Help me with Milter Problems
This directory
is a place for community help with problems I am stuck on.
MIME Parsing Problem from Oct 3, 2002
UPDATE: My solution to this problem has been released in
milter-0.5.1 and includes
unit tests for the situation.
I need some suggestions on handling malformed MIME with Python.
MIME and HTML parsing are important for
Python Milters. The Python milter has captured some messages
that give it indigestion, and I have provided everything you need
here to demonstrate the problem with a single module and Python-2.1.3.
The files you'll need to help me out are:
- buggymail A captured malformed email message
- mime.py The extended MIME parsing module
- Milter.py Dummy one line module so you won't need
Python Milter to test this problem
- testmime.py A script to feed email messages
from files listed on the command line to mime.py
On properly formed messages, the mime.py module here works perfectly.
The buggymail file can't be fully parsed by pine either. However,
pine doesn't crash. (Python milter as a whole doesn't crash either
since it traps exceptions and simply punts the message.) Pine also doesn't
try to parse the malformed RFC822 attachment. If you turn off
scan_rfc822 in the testmime.py driver, mime.py doesn't crash either.
UPDATE: the problem is that the rfc822 attachment has a transfer encoding
of quoted-printable.
I have added MimeMessage.get_payload_decoded(), returning
a decoded body when needed (in milter-0.5.1, not in this directory).
However, MimeMessage.dump() probably fails to dump updates to attachments
within an rfc822 attachment.

[Data under study]
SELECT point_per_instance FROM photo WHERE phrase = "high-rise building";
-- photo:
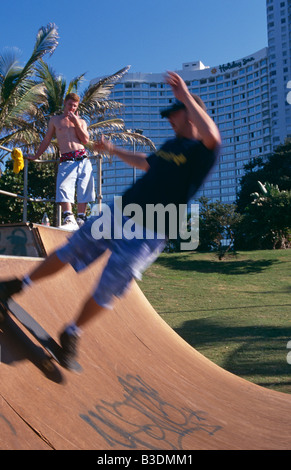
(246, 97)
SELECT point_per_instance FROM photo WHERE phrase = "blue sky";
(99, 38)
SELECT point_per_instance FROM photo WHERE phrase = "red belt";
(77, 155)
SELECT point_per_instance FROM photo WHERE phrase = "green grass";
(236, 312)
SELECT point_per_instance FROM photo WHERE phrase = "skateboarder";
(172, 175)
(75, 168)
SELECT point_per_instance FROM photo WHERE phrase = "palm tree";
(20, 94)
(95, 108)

==

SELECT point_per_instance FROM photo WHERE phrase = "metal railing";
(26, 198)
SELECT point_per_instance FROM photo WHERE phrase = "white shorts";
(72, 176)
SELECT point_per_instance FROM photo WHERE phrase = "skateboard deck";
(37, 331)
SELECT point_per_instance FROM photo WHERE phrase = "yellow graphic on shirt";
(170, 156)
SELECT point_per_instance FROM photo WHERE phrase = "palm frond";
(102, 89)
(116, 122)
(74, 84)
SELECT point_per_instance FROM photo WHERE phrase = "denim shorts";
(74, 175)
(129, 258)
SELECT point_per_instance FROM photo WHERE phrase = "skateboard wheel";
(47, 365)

[Required tasks]
1. Please return the part of the milter problems page that begins with the words containing "I need some" and ends with "here works perfectly.", copying it without any changes.
2. Write the next part of the milter problems page, picking up after its final sentence.

[Outputs by task]
1.
I need some suggestions on handling malformed MIME with Python.
MIME and HTML parsing are important for
Python Milters. The Python milter has captured some messages
that give it indigestion, and I have provided everything you need
here to demonstrate the problem with a single module and Python-2.1.3.
The files you'll need to help me out are:
- buggymail A captured malformed email message
- mime.py The extended MIME parsing module
- Milter.py Dummy one line module so you won't need
Python Milter to test this problem
- testmime.py A script to feed email messages
from files listed on the command line to mime.py
On properly formed messages, the mime.py module here works perfectly.

2.
With the mime.py module here, buggymail, and python-2.1.3, I get the
following traceback when scan_rfc822=1:
$ python testmime.py buggymail
Traceback (most recent call last):
File "testmime.py", line 22, in ?
rc = mime.check_attachments(msg,_chk_attach)
File "mime.py", line 383, in check_attachments
rc = check_attachments(i,check)
File "mime.py", line 386, in check_attachments
return check(msg)
File "testmime.py", line 17, in _chk_attach
_chk_attach)
File "mime.py", line 382, in check_attachments
for i in msg.get_payload():
AttributeError: mimepart instance has no attribute '__getitem__'
My attempts to modify mime.py to muddle through have only resulted
in different exceptions.
My questions:
- Is there a small example exhibiting the same stack trace that
can be included in unit testing? UPDATE: Yes, include
an encoded rfc822 attachment.
- How can mime.py be more robust against this kind of problem?
UPDATE: milter-0.5.1 decodes rfc822 attachments as needed.
- Pine doesn't try to further parse the rfc822 attachment. Python
milter should try to in case it has a virus that MSIE would unpack and
execute.
- I am also open to suggestions of other 3rd party MIME/HTML parsing
modules to use instead.